--- ЧТО СДЕЛАТЬ ---
Допишите следующую часть воспоминаний о Елене Шварц, начиная сразу после их последнего предложения.

--- ИСХОДНЫЙ ОТРЫВОК ---

^^^^^^^^^^^^^^^^

Шрифт:
Один раз в ресторане ВТО (где мы сначала мирно сидели после совместного выступления Лены и Олега) мы подрались с группой из примерно восьми эстрадных певцов, по виду корейцев. С тех пор они никому из нас не встречались. Не знаю, куда они все потом делись, мы их не убивали. Пожалели.
Нас было шестеро: один стихотворец из «Клуба-81», вечно пьяный, вечно неуместный — он во время драки пытался убежать, но делал вид, что пытается увести Лену; Ленин муж, который очень быстро оказался под столом, потом выяснилось, что у него перелом ребра и на этой почве пневмония; Дима Закс и Олег Юрьев, которые, кажется (пусть они мне простят, если я ошибаюсь), дрались в первый и, надеюсь, в последний раз в жизни и героически махали руками в разные стороны, пока маленькие корейские певцы применяли какие-то приемы какой-то восточной борьбы; ну, и я. Я сначала стояла в дверях, считая, что драка — не женское занятие, потом пошла разнимать дерущихся, тряся уже утомленных артистов за плечо и говоря что-то вроде: ребята, вы что с ума сошли, посмотрите, она же женщина, как вы можете. А они мне отвечали: «А чего она?», но по одному покидали поле боя. Было очень весело. А потом я всю ночь прикладывала Олегу к щеке снег с балкона (у него на следующей день было чтение пьесы). А Дима потерял зуб. Но я уверена, что потери врага были больше.
Известно, что у каждого человека есть свой возраст. Есть люди старости, которые постепенно, с течением жизни входят в свой возраст и, соответственно, чем старше они становятся, тем уютнее они себя чувствуют в мире. А есть люди юности. Лена была человек юности. Почти ребенком она уже писала гениальные стихи. Причем это не была певучая птичья гениальность, полуосознанная, полуподслушанная. С самого начала особенностью поэтики Елены Шварц был интеллект. Сильный, ясный, независимый ум. Поразительные формулы. Разряды мысли. Главным элементом ее стиховой ткани были не строчка, не слово, не звук, не интонация (хотя все это тоже было), а мысль. Все, кто последние двадцать лет перенимал ее приемы, перенимал именно интонацию, мелодику, принципы построения ритма. Ум гораздо труднее присвоить. Вот, например, у Бродского легко воруется интонация, потому что именно она была его главным открытием. Поэтому эпигоны Бродского стирают, уничтожают его интонацию, не то что они перестают от него отличаться, а в результате он перестает отличаться от них — Бродский тонет в затирающем его индивидуальный голос общепоэтическом языке. С Еленой Шварц все гораздо сложнее. Внешние приметы ее стихов обманчивы, хотя и заманчивы. При этом нельзя не признать, что и утвержденные ею формальные приемы очень повлияли на поэзию девяностых и нулевых годов.

^^^^^^^^^^^^^^^^

--- СТРОКИ НАБОРА ---
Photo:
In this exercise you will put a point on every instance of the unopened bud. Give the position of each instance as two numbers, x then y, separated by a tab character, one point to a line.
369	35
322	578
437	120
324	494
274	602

^^^^^^^^^^^^^^^^

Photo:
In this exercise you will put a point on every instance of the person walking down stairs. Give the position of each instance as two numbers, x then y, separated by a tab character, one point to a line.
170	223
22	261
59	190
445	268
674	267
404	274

^^^^^^^^^^^^^^^^

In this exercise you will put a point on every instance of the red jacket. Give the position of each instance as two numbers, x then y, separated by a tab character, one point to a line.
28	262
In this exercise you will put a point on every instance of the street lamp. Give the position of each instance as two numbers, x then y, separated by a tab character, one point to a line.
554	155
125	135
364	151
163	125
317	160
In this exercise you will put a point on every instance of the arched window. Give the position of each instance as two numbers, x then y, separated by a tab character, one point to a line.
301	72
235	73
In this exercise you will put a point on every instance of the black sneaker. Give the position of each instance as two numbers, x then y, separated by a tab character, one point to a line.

^^^^^^^^^^^^^^^^

--- ПИСЬМЕННЫЙ ОТВЕТ ---
Скорость мысли ребенка и подростка поразительна. Взрослому человеку приходится разными способами (опытом, знаниями, притворством) компенсировать потерю скорости. Лене — не надо было, она этой скорости не потеряла. В этом смысле ей не нужен был опыт, он ничего не давал ее мудрой душе и умному сознанию. Не умножая знание, только зря умножал скорбь. Экстатические ритмы ее стихов удерживали ее сознание от взрыва, перехода в безумие, которое граничит с пределами предельно ясного ума. В каком-то смысле ей некуда было развиваться. Она вся была она, Елена Шварц, в самых ранних своих стихах. И как человек она всегда была подростком, мучительно сосредоточенным на своем внутреннем мире, мучительно серьезным, несдержанным, озорным, эгоистичным, щедрым, любопытным, раздражительным, сострадающим, красивым, веселым, трагическим, не согласным с тем, что мир не такой, каким он должен быть, что мир не относится к тебе так, как он должен к тебе относиться. Она была серьезной, красивой, сосредоточенной, и сосредоточенной на себе девочкой. С ясным и чистым огнем внутри, сжигающим всю мерзость мира, но мучительным. Отсюда все бутылки и скандалы. Но в последние годы их почти не было. Она хотела соответствовать своему календарному возрасту. Она стала сдержанной, милой, мягкой. В «Определении в дурную погоду» она объясняла это так: «Я лично теперь из области скандала вечериночного перенесла свою скандалезность целиком и полностью в область умственную».
И все равно. Я до сих пор не знаю, что меня больше удивляет в сообщениях о ее смерти: слово «умерла» или цифра «61».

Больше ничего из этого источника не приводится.